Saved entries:
[Begin]
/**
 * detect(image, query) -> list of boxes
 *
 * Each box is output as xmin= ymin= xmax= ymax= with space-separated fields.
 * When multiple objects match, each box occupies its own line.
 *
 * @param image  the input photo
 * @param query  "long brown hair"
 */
[End]
What the task requires: Rename "query" to "search text" throughout the listing and leave every other part of it as it is.

Correct response:
/**
 * detect(image, search text) -> list of boxes
 *
 * Each box is output as xmin= ymin= xmax= ymax= with space-separated fields.
 * When multiple objects match, each box occupies its own line.
 *
 * @param image  the input photo
 * @param search text  "long brown hair"
 */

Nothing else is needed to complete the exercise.